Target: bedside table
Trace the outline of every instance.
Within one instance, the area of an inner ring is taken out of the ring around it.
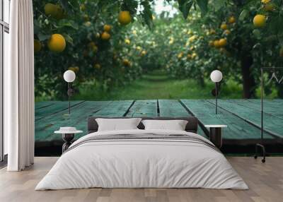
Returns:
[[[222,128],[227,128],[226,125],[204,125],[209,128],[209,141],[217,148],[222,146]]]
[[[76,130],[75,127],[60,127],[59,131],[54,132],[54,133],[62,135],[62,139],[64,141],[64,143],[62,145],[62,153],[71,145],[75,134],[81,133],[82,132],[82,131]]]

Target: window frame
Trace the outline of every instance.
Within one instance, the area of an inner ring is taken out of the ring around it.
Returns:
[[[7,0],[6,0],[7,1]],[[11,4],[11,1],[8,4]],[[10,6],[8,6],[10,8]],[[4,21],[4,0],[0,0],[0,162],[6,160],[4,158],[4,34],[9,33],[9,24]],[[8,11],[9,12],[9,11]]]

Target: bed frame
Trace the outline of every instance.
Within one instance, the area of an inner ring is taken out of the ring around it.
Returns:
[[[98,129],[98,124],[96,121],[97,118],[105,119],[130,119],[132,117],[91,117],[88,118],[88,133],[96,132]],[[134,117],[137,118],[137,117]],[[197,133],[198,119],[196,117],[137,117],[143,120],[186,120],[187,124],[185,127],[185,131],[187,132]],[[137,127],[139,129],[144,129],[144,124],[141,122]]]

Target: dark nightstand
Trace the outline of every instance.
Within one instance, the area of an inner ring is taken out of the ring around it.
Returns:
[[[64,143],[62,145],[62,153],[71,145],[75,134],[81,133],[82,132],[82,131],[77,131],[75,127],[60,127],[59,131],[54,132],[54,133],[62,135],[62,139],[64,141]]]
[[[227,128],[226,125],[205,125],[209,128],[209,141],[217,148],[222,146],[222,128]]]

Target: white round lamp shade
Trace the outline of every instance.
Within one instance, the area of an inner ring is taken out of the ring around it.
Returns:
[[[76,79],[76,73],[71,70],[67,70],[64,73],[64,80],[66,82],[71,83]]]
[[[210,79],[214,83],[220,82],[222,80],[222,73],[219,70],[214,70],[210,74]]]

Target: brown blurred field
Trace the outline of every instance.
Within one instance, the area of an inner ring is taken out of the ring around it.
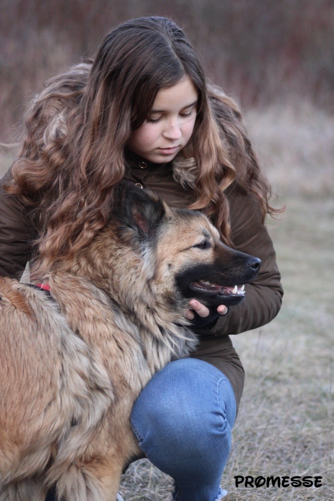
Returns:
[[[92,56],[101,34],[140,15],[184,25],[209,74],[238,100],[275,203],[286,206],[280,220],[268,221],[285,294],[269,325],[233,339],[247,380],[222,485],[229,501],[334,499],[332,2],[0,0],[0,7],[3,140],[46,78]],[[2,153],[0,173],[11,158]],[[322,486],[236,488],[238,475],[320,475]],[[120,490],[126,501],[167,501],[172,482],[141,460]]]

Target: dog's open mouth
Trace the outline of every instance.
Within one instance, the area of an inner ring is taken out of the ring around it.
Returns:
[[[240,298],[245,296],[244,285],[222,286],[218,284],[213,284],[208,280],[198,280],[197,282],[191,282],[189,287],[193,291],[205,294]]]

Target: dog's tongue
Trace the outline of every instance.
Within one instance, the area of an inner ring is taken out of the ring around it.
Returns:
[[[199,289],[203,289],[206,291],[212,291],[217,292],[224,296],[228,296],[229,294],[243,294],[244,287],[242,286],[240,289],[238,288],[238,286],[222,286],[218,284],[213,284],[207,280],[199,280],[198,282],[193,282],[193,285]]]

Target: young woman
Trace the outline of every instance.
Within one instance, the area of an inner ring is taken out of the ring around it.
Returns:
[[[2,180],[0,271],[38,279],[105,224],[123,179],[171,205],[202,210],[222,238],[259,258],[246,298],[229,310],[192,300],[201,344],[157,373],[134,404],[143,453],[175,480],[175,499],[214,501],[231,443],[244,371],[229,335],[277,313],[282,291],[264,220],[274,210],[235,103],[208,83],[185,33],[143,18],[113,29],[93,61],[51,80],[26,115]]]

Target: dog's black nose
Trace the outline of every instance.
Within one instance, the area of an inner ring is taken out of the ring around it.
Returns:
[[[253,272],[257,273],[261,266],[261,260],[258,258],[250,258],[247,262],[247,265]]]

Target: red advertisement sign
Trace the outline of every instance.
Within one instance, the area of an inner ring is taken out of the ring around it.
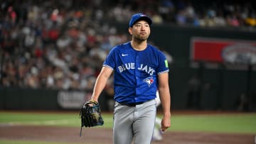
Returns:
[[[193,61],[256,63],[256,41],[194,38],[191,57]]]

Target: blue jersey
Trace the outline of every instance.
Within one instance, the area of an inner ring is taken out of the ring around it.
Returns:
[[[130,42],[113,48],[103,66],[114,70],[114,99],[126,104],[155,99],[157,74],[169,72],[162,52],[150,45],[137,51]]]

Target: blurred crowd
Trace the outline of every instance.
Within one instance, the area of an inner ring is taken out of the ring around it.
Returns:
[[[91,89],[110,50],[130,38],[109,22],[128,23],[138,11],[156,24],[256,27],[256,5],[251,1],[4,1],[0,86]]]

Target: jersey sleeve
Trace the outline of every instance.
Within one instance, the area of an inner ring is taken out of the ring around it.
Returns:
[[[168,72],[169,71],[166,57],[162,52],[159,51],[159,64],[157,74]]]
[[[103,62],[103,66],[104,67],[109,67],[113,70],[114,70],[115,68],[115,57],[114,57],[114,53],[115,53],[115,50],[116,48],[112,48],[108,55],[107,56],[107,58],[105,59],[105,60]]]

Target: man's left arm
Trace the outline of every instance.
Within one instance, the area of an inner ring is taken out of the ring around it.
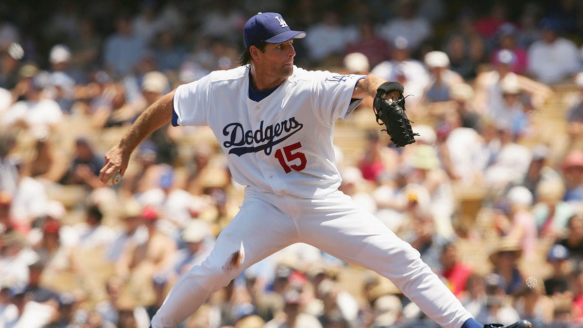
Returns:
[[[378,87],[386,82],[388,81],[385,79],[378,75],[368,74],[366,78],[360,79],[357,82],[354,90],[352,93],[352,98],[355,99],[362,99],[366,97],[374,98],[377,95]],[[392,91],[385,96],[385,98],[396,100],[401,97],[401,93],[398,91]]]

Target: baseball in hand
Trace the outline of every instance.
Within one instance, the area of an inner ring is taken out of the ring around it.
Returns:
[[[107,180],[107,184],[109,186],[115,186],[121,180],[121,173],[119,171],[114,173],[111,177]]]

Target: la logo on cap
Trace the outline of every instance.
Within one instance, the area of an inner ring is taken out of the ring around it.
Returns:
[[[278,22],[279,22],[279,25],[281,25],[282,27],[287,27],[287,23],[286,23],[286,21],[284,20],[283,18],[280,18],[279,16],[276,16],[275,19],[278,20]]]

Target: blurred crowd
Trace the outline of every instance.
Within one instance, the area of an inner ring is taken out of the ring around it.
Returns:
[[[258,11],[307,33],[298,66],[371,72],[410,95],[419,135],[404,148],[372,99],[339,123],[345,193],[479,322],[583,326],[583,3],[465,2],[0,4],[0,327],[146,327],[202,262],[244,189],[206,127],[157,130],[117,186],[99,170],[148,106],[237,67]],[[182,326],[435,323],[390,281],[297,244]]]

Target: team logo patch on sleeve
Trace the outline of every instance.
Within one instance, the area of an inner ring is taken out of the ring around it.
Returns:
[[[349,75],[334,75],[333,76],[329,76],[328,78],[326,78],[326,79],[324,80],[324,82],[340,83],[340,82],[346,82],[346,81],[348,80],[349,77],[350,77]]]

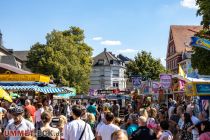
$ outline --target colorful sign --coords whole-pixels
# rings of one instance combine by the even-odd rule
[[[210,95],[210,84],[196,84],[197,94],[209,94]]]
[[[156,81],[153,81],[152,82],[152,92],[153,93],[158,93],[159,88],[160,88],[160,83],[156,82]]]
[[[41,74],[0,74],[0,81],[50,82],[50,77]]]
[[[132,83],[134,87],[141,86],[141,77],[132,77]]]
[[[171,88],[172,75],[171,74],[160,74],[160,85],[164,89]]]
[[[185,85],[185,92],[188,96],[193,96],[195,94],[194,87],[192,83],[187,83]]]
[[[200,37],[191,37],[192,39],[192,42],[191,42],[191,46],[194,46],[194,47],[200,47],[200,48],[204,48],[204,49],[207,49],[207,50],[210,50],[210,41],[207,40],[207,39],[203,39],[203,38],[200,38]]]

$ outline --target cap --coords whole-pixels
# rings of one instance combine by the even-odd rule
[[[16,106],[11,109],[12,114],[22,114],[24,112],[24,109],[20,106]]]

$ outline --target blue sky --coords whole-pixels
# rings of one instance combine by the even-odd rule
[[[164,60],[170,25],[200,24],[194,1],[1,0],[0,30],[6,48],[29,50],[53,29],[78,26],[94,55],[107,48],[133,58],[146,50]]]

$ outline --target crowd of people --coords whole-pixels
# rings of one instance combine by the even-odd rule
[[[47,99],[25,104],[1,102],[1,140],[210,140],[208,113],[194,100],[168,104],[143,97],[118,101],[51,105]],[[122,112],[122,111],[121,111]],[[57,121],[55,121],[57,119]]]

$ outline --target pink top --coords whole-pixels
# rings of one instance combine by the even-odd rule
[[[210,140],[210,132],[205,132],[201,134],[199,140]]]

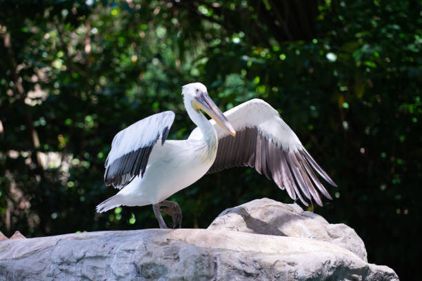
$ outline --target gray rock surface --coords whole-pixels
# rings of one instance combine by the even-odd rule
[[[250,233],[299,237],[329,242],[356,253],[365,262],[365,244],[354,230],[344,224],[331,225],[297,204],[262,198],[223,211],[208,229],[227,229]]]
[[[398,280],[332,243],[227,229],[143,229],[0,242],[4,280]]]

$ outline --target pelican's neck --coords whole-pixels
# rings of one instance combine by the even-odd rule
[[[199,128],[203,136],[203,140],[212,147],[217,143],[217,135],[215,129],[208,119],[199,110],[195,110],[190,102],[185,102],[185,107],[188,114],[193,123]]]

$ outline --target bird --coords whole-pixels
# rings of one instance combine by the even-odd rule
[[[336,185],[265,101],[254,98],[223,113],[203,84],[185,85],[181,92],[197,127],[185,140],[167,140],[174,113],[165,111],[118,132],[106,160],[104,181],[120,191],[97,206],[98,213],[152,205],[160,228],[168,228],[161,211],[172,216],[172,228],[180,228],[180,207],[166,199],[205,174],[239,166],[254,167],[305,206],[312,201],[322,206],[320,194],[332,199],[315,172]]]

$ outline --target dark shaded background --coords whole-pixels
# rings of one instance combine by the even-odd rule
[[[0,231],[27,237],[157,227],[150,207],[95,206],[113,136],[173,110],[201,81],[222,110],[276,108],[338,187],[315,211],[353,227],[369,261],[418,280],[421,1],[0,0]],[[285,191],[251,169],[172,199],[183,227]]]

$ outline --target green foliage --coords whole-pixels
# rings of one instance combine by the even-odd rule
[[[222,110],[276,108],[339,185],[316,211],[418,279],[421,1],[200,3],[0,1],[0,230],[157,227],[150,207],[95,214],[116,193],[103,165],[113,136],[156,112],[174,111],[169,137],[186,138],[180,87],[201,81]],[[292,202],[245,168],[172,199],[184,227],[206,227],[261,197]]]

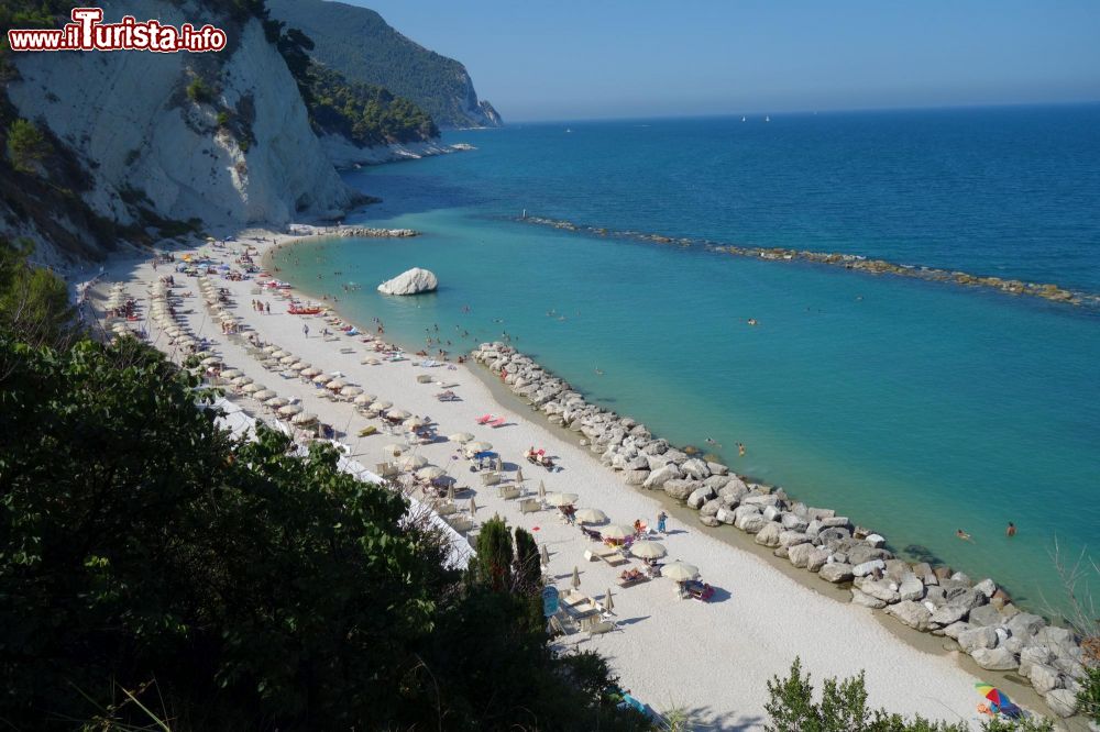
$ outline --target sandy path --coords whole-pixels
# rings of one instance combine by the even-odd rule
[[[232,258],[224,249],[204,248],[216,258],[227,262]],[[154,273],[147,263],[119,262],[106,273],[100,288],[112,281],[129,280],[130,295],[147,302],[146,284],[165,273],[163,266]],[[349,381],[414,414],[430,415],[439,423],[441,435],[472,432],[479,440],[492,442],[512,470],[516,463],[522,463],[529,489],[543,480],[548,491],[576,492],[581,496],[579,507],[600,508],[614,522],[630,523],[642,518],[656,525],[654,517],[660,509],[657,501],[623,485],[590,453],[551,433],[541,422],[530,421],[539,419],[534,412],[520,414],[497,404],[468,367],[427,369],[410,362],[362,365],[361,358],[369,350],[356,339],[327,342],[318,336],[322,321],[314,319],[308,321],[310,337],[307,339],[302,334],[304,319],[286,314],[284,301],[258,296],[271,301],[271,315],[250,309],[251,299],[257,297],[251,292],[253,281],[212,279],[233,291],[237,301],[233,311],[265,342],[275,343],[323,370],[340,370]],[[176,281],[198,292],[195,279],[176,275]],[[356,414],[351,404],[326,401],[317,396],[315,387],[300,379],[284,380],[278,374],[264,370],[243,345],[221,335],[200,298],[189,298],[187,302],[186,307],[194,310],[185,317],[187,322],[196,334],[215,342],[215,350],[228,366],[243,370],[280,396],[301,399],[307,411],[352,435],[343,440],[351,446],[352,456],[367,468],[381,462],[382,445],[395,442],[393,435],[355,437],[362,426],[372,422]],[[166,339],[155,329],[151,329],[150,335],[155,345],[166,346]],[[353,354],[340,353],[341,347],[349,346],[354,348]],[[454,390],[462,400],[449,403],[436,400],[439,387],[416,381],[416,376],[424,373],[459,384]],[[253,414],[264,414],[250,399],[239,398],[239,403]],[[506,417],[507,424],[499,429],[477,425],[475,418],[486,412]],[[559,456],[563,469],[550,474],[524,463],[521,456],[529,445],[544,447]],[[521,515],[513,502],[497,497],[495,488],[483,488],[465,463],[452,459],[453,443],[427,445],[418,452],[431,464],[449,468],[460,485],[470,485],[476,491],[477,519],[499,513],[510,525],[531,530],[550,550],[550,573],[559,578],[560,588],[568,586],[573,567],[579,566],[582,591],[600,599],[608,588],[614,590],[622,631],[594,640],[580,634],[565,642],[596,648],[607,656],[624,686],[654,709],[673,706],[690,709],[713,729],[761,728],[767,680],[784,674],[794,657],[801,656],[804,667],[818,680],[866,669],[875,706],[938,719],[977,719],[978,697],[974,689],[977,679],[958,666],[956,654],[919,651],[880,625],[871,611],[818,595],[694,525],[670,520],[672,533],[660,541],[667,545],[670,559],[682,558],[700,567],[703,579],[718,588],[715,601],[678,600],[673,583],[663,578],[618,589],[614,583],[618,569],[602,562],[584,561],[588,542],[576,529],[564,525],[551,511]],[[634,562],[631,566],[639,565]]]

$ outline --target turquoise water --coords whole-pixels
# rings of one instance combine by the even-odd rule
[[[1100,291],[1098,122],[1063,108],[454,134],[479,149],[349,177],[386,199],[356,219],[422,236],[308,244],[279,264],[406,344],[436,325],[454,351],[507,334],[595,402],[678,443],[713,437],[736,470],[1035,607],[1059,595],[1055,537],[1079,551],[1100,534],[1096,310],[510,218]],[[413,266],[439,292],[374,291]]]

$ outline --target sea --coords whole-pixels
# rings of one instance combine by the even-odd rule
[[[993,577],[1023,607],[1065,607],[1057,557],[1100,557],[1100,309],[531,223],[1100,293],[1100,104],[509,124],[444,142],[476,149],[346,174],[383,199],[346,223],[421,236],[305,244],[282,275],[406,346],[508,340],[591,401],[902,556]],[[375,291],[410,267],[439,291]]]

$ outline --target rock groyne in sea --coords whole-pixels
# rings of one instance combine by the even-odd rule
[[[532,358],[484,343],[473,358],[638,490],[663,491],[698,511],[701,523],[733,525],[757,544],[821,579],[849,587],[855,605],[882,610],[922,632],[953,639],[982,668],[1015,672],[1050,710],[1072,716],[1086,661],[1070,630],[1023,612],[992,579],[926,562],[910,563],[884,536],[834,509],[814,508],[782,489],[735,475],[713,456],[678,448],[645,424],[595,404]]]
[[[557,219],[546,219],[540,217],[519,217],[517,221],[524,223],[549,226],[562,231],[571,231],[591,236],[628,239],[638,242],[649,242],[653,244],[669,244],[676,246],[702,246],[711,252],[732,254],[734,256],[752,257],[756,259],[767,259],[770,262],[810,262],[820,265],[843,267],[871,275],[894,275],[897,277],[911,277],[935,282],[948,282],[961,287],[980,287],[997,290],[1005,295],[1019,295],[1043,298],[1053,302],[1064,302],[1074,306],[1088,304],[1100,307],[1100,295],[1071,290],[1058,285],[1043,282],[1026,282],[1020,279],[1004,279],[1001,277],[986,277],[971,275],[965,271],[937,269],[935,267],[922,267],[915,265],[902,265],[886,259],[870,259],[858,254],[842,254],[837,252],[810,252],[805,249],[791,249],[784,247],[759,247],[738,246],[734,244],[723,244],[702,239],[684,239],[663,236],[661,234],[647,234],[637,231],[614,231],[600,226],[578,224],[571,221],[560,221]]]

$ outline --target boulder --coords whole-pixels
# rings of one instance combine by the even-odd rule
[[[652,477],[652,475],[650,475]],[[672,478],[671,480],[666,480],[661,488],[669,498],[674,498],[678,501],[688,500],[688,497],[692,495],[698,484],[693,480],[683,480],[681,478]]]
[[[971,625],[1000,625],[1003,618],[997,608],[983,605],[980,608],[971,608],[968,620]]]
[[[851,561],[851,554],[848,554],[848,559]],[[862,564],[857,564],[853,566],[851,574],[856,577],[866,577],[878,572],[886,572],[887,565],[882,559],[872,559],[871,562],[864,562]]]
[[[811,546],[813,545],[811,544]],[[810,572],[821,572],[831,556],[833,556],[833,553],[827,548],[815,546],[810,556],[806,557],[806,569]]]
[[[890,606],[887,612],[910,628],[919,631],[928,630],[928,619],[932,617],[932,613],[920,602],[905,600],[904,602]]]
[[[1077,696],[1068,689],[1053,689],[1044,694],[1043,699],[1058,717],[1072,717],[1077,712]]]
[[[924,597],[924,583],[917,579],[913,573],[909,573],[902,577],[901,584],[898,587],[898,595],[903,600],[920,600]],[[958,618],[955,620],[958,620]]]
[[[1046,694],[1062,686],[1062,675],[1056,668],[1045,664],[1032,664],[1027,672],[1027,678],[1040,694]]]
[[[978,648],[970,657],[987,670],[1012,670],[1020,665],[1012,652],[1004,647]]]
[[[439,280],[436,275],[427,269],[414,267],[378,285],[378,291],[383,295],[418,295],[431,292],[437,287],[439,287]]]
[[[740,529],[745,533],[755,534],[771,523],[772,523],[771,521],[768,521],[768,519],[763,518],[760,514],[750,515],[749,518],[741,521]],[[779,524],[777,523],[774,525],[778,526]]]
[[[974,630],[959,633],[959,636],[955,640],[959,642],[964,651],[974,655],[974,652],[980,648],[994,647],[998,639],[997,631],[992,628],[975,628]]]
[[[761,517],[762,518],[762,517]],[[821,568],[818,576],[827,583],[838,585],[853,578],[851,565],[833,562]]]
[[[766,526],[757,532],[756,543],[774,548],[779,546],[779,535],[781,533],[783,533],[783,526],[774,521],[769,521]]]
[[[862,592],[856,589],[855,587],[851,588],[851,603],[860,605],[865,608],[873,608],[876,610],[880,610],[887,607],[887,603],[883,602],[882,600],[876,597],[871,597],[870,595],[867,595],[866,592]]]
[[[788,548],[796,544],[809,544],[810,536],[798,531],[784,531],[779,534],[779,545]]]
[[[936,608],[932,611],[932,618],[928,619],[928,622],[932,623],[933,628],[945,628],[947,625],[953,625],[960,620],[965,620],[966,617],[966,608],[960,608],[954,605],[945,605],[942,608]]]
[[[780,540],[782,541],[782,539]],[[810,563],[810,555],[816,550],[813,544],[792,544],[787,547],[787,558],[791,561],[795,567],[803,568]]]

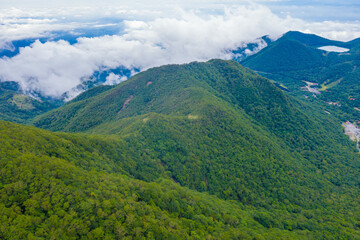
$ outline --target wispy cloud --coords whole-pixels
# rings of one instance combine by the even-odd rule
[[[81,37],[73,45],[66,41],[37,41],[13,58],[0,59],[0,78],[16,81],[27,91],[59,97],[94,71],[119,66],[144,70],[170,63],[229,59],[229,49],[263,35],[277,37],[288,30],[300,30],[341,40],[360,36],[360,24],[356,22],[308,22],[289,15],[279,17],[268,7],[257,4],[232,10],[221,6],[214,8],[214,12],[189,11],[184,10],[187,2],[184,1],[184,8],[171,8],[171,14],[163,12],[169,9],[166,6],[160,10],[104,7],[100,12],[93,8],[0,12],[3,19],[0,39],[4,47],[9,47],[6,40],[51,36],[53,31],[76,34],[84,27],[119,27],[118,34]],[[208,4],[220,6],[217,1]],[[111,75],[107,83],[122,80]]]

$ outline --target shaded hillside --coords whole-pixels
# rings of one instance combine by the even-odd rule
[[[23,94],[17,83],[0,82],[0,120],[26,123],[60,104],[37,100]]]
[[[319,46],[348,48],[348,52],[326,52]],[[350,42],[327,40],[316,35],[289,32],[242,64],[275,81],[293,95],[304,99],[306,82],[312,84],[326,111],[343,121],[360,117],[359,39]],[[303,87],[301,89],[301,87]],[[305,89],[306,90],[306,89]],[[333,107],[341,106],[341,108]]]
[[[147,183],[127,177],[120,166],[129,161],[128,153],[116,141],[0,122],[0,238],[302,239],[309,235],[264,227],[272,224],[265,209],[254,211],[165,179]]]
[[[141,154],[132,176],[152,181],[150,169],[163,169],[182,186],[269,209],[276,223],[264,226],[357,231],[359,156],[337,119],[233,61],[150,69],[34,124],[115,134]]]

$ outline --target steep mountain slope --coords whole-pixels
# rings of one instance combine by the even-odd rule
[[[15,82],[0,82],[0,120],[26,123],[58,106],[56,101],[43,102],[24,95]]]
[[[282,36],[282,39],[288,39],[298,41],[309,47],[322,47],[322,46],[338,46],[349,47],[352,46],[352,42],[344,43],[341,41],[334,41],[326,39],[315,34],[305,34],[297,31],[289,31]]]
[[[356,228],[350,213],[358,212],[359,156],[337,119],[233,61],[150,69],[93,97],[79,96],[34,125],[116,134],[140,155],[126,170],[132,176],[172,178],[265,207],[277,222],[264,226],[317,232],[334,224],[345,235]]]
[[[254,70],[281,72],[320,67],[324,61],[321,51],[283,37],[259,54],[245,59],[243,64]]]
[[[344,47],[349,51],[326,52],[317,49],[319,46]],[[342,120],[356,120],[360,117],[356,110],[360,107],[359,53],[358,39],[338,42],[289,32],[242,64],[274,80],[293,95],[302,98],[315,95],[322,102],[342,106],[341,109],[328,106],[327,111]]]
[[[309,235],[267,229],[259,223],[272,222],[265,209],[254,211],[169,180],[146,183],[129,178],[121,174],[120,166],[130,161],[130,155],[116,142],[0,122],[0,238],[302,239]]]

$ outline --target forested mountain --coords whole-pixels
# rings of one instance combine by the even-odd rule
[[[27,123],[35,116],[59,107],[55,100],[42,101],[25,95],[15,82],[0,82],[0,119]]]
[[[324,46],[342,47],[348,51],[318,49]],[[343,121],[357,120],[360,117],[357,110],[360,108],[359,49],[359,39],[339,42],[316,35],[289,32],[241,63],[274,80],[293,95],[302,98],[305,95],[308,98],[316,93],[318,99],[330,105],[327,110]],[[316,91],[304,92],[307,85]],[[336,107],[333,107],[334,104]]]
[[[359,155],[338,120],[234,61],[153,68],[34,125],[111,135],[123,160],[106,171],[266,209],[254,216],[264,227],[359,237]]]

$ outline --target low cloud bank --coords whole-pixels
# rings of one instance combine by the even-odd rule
◆ ◆ ◆ ◆ ◆
OBJECTIVE —
Beginning at the line that contains "mountain --coords whole-pixels", retype each line of the listing up to and including the last one, exactly as it stands, and nothing else.

RIGHT ANSWER —
$ outline --target forested mountain --coords whole-pixels
# rings of one instance combine by the even-odd rule
[[[27,123],[35,116],[59,107],[55,100],[42,101],[25,95],[15,82],[0,82],[0,119]]]
[[[324,46],[342,47],[348,51],[318,49]],[[343,121],[357,120],[360,117],[357,110],[360,108],[359,49],[359,39],[339,42],[316,35],[289,32],[241,63],[274,80],[293,95],[302,98],[305,95],[308,98],[316,93],[318,99],[330,105],[327,110]],[[316,91],[304,92],[307,85]],[[336,107],[333,107],[334,104]]]
[[[359,155],[338,120],[234,61],[153,68],[34,125],[111,135],[123,160],[106,171],[266,209],[254,216],[264,227],[359,237]]]

$ outline --target low cloud bank --coords whole-pixels
# rings of one instance combine by the even-odd rule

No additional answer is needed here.